Records provided: Begin

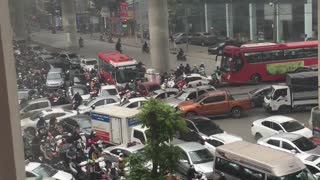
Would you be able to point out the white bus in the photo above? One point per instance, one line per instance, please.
(246, 161)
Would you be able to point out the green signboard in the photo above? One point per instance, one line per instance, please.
(283, 68)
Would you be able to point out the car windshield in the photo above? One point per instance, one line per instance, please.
(291, 126)
(81, 91)
(91, 101)
(126, 75)
(304, 174)
(182, 96)
(36, 116)
(108, 92)
(92, 62)
(200, 156)
(304, 144)
(72, 56)
(199, 98)
(45, 171)
(54, 76)
(84, 124)
(207, 127)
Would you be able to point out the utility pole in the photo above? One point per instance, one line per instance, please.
(69, 24)
(159, 35)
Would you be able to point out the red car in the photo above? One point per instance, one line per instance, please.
(145, 88)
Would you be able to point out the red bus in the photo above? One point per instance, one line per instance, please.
(117, 69)
(266, 61)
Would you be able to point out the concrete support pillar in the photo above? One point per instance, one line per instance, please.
(253, 21)
(159, 35)
(19, 19)
(308, 18)
(69, 24)
(11, 156)
(229, 20)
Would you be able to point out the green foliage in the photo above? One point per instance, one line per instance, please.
(163, 123)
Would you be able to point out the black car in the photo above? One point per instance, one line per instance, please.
(257, 95)
(78, 122)
(218, 49)
(199, 126)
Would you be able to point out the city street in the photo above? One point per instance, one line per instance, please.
(239, 127)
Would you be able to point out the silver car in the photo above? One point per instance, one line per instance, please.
(55, 78)
(197, 155)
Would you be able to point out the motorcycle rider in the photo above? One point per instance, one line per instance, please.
(181, 54)
(80, 42)
(118, 45)
(77, 100)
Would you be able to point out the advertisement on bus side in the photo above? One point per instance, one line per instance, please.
(283, 68)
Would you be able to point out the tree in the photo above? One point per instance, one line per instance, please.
(162, 123)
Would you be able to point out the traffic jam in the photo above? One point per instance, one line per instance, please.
(79, 115)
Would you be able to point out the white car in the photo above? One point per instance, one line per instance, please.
(34, 169)
(88, 64)
(291, 143)
(312, 162)
(276, 124)
(216, 140)
(109, 90)
(30, 124)
(134, 102)
(101, 101)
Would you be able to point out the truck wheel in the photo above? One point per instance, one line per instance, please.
(236, 112)
(191, 114)
(256, 78)
(284, 110)
(257, 136)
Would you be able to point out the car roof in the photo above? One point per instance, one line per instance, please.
(190, 146)
(279, 119)
(226, 138)
(130, 148)
(204, 87)
(286, 136)
(31, 166)
(108, 87)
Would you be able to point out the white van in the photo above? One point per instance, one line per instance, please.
(243, 160)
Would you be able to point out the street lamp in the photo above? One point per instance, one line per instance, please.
(274, 4)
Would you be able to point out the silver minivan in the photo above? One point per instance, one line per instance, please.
(55, 78)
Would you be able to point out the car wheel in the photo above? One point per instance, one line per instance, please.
(284, 109)
(191, 114)
(257, 136)
(256, 78)
(236, 112)
(30, 130)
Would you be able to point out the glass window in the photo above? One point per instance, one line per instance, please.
(287, 146)
(266, 124)
(139, 135)
(249, 174)
(227, 167)
(274, 142)
(276, 127)
(214, 142)
(99, 103)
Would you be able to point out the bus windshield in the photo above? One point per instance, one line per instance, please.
(126, 75)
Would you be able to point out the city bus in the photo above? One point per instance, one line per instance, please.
(266, 61)
(117, 69)
(243, 160)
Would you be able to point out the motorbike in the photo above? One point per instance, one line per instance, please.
(182, 58)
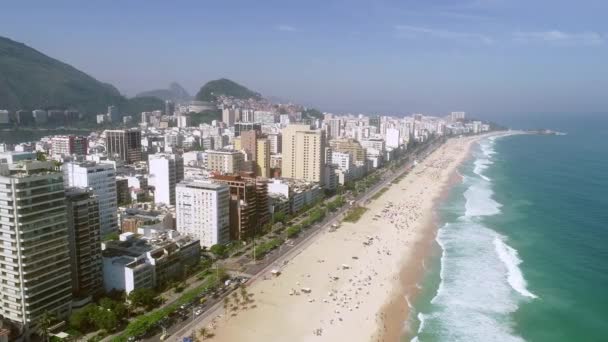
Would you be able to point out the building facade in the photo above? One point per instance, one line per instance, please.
(225, 161)
(85, 242)
(102, 179)
(203, 211)
(124, 145)
(303, 153)
(165, 171)
(35, 274)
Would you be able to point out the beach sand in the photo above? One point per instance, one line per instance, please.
(360, 276)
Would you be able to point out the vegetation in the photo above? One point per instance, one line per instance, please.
(44, 324)
(142, 324)
(279, 217)
(175, 93)
(212, 89)
(264, 248)
(107, 315)
(220, 251)
(379, 193)
(205, 117)
(111, 237)
(355, 214)
(31, 80)
(136, 105)
(294, 231)
(335, 204)
(312, 113)
(143, 298)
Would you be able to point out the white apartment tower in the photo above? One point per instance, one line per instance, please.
(101, 178)
(165, 171)
(35, 274)
(303, 153)
(202, 210)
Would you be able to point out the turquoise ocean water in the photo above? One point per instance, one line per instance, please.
(522, 249)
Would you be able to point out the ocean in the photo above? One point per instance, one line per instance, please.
(522, 246)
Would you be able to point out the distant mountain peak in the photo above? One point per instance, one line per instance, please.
(223, 86)
(175, 93)
(31, 80)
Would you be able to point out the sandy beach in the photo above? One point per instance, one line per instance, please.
(352, 284)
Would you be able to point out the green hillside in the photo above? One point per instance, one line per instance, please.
(212, 89)
(175, 93)
(31, 80)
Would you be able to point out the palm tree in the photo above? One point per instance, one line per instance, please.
(203, 332)
(44, 325)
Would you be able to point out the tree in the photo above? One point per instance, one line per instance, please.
(219, 250)
(105, 319)
(40, 156)
(279, 217)
(44, 325)
(81, 319)
(143, 298)
(203, 332)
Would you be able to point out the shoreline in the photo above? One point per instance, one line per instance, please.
(352, 284)
(396, 310)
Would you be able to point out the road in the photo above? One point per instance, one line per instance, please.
(278, 258)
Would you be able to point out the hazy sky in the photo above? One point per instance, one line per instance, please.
(431, 56)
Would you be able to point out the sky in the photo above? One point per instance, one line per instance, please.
(485, 57)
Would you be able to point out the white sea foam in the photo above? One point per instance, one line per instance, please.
(479, 200)
(476, 296)
(511, 260)
(409, 304)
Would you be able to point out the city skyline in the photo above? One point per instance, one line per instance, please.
(483, 57)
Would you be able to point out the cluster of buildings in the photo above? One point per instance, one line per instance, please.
(127, 209)
(38, 117)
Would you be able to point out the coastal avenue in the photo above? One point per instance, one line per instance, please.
(279, 258)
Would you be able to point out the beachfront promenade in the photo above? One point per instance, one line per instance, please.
(281, 257)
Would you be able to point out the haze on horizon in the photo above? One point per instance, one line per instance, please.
(480, 56)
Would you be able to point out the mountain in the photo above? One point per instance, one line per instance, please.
(212, 89)
(175, 93)
(31, 80)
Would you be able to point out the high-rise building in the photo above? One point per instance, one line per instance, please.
(123, 194)
(230, 116)
(165, 171)
(85, 242)
(243, 206)
(101, 178)
(124, 145)
(40, 116)
(25, 118)
(169, 108)
(334, 128)
(35, 270)
(113, 114)
(262, 159)
(203, 211)
(248, 143)
(241, 127)
(225, 161)
(303, 153)
(458, 116)
(67, 145)
(349, 146)
(5, 118)
(393, 138)
(276, 143)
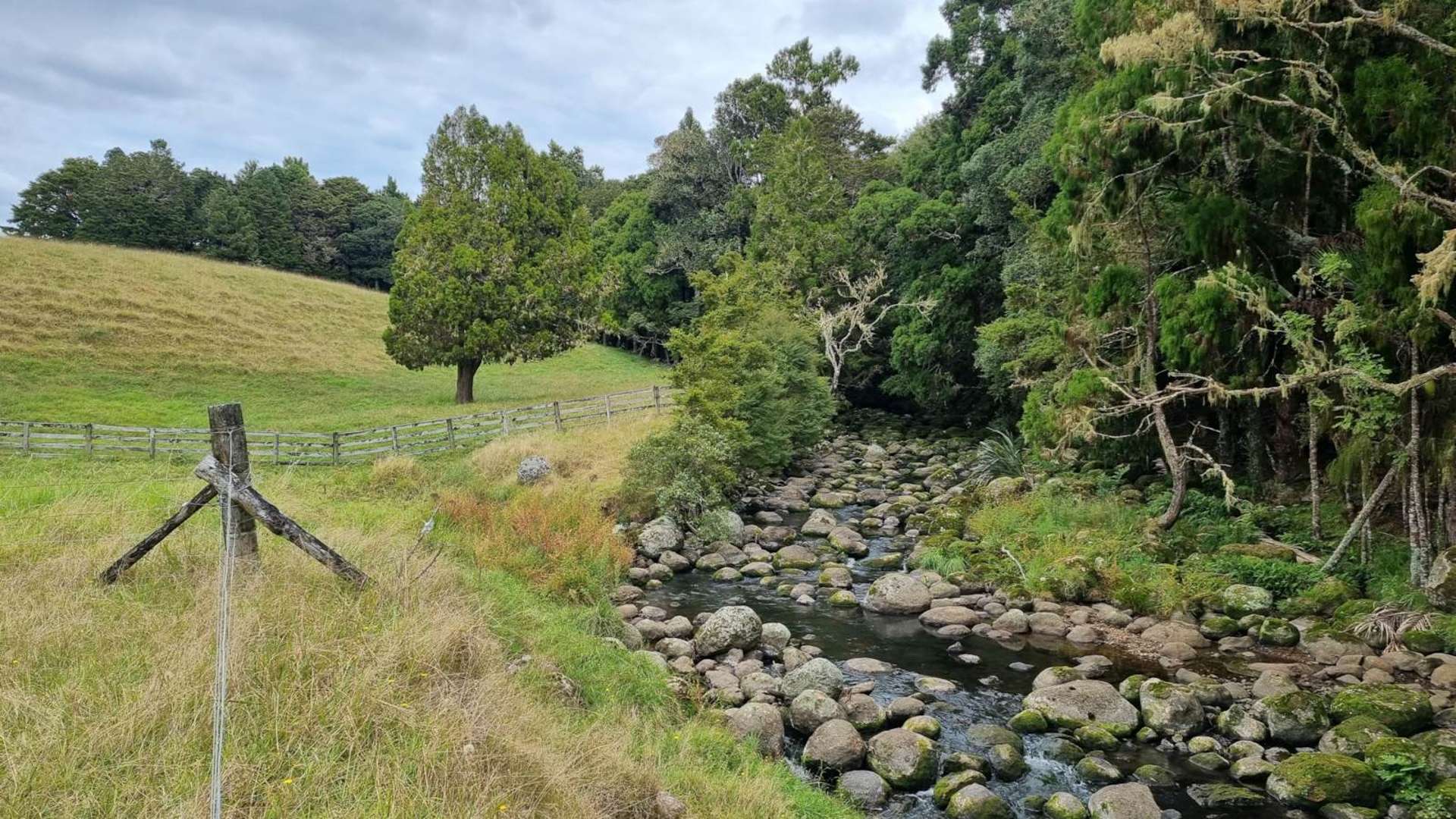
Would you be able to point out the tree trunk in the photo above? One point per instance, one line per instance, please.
(1313, 474)
(1363, 518)
(465, 381)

Records provided: End

→ Work task:
Your answer should be an exact copy of the records above, with no pictures in it.

→ Finished exercise:
Would you be able to point out the white bus in the photo above? One point per instance, one line per instance, please.
(246, 161)
Would you be able to point out the green signboard in the photo above? One point per instance, one line per instance, please.
(283, 68)
Would you be able to point out the car windshield in the photo above? One point per instance, one line per instance, please.
(291, 126)
(81, 91)
(91, 101)
(126, 75)
(304, 174)
(182, 96)
(36, 116)
(108, 92)
(92, 62)
(200, 156)
(304, 144)
(72, 56)
(199, 98)
(45, 171)
(54, 76)
(84, 124)
(207, 127)
Would you be able to point out the utility pole in the photo above? One point per instance, one line per instance, please.
(69, 24)
(159, 35)
Would you be able to point out the red car in the photo above? One point per instance, one line per instance, please.
(145, 88)
Would you be able to point out the red bus in the photo above? One point per instance, one line per instance, please.
(117, 69)
(266, 61)
Would you be able to point out the concrete support pillar in the photo above? One point per instance, one line per instance, please.
(253, 21)
(159, 35)
(19, 19)
(308, 18)
(69, 24)
(11, 156)
(229, 20)
Would you be able to point out the green foliage in the photo above? One point per instance, one line per instance, please.
(163, 123)
Would you be able to point out the black car in the photo above? One point per instance, one line per instance, please.
(257, 95)
(78, 122)
(218, 49)
(199, 126)
Would you be able to point out the city street in the photo above? One point per instance, one line per instance, please.
(239, 127)
Would you be able to point out the silver car in the photo above? One point per instance, one line per instance, please.
(55, 78)
(197, 155)
Would you be able to point out the motorcycle rider in the photo above? One point per instance, one line per instance, please.
(181, 54)
(80, 42)
(118, 45)
(77, 100)
Would you be able to point out the advertisement on bus side in the photo above? One point per instance, one line per instance, please.
(283, 68)
Would you be able to point out the tree in the photo above? One point per instance, one line per instance, please.
(162, 123)
Would you be able to point out the traffic jam in the photo above? One point per instance, one line per instance, please.
(79, 115)
Would you be able to point out the white car in the photo above? One point per instance, one line per instance, please.
(34, 169)
(88, 64)
(291, 143)
(312, 162)
(276, 124)
(216, 140)
(109, 90)
(30, 124)
(134, 102)
(101, 101)
Would you be able to point out the truck wheel in the photo above? One point per instance, one line per instance, please.
(236, 112)
(191, 114)
(256, 78)
(284, 110)
(257, 136)
Would you be able to point out the car roof in the photo above? One point per instance, one line per instance, please.
(190, 146)
(279, 119)
(226, 138)
(130, 148)
(204, 87)
(286, 136)
(31, 166)
(108, 87)
Would you be able to point out the white van in the photo above? One point per instance, one line per instance, please.
(243, 160)
Would you be able to point out the street lamp in the photo above? One point per instance, one line per instance, please.
(274, 4)
Would you be able to point out the silver minivan in the photo above? One point per instance, one line per instance, please.
(55, 78)
Would you be able to point out the car wheel in the photo above? One point per instance, one line per instance, please.
(284, 109)
(191, 114)
(257, 136)
(256, 78)
(236, 112)
(30, 130)
Would you be able to point out the glass window in the photo above? One point per instance, one line per instance, please.
(287, 146)
(266, 124)
(139, 135)
(249, 174)
(227, 167)
(274, 142)
(276, 127)
(214, 142)
(99, 103)
Would you be able to point out the bus windshield in the photo above? One point per instance, one line per instance, please.
(126, 75)
Would you be able to point out the city bus in the photo above? One point per instance, one line per instance, please.
(266, 61)
(117, 69)
(243, 160)
Would you be able to point out the motorbike in the photo above? One point per instance, one line per instance, please.
(182, 58)
Would you be able to point out the building facade in the photo above? One point per instance, one line per instance, please.
(225, 161)
(85, 242)
(102, 179)
(203, 211)
(124, 145)
(303, 153)
(165, 171)
(35, 274)
Would you be able to point out the beach sand in the photo above? One point per instance, one line per instance, please.
(360, 276)
Would you be able to point out the vegetation in the photo above? One point per instance, one line per instance, please.
(44, 324)
(142, 324)
(279, 217)
(175, 93)
(212, 89)
(264, 248)
(107, 315)
(220, 251)
(379, 193)
(205, 117)
(111, 237)
(355, 214)
(31, 80)
(136, 105)
(294, 231)
(335, 204)
(312, 113)
(143, 298)
Would you be able to point out the white apartment tower in the photo above? One point per instance, one line per instance, please.
(101, 178)
(165, 171)
(35, 274)
(303, 153)
(202, 210)
Would you be able to point out the turquoise ocean water in the photo above? One point per instance, one line per instance, please.
(522, 249)
Would you be able to point out the ocean in the photo above? One point per instance, one line per instance, please.
(522, 246)
Would you be able to point out the distant mountain peak in the photo above? One point per instance, one line per instance, please.
(223, 86)
(175, 93)
(31, 80)
Would you be able to point out the sandy beach in the photo above? One point per instance, one line per instance, please.
(352, 284)
Would you be able to point out the green hillside in the photo above? One point per instance, one line per instance, please.
(212, 89)
(175, 93)
(31, 80)
Would you be able to point out the palm tree in the photo above? One point per instance, one line per instance, please.
(203, 332)
(44, 325)
Would you be able to point out the tree in the photo above? One point per instance, one line per instance, please.
(219, 250)
(105, 319)
(40, 156)
(279, 217)
(44, 325)
(81, 319)
(143, 298)
(203, 332)
Would you be able to point out the shoreline in the photo above? One point per instance, one line per instance, please.
(352, 284)
(396, 310)
Would you be able to point out the road in the photo above? One point per instance, one line per instance, please.
(278, 258)
Would you be able to point out the hazy sky in the photo above? One point per instance, one line per instance, please.
(431, 56)
Would you be able to point out the sky in the photo above? One point per instance, one line per instance, please.
(485, 57)
Would you be able to point out the white sea foam in the photo above? One point per instance, one line per instance, please.
(479, 200)
(476, 296)
(511, 260)
(409, 304)
Would you be able to point out the city skyline in the photo above? One point per instance, one line per instance, please.
(483, 57)
Would you be able to point out the cluster of buildings in the photo above? One point per instance, one line per instance, please.
(127, 209)
(38, 117)
Would you be able to point out the coastal avenue in the photo above? One point per instance, one line per instance, please.
(279, 258)
Would you be able to point out the beachfront promenade in the photo above? One point per instance, one line per instance, please.
(281, 257)
Would you be able to point out the haze on horizon in the photo above? One point per instance, one line per instance, please.
(480, 56)
Would you be able to point out the mountain in the photo above? One point per instance, one line per instance, please.
(212, 89)
(175, 93)
(31, 80)
Would you be able to point out the high-rise building in the photo above? One point per instance, one line per instance, please.
(123, 194)
(230, 116)
(165, 171)
(85, 242)
(243, 206)
(101, 178)
(124, 145)
(40, 116)
(25, 118)
(169, 108)
(334, 128)
(35, 270)
(113, 114)
(262, 159)
(203, 211)
(248, 143)
(241, 127)
(225, 161)
(303, 153)
(458, 116)
(67, 145)
(349, 146)
(5, 118)
(393, 138)
(276, 143)
Would you be able to point out the tree trunk in the photo above? One point per instance, one line per instance, please.
(1313, 474)
(1363, 518)
(465, 381)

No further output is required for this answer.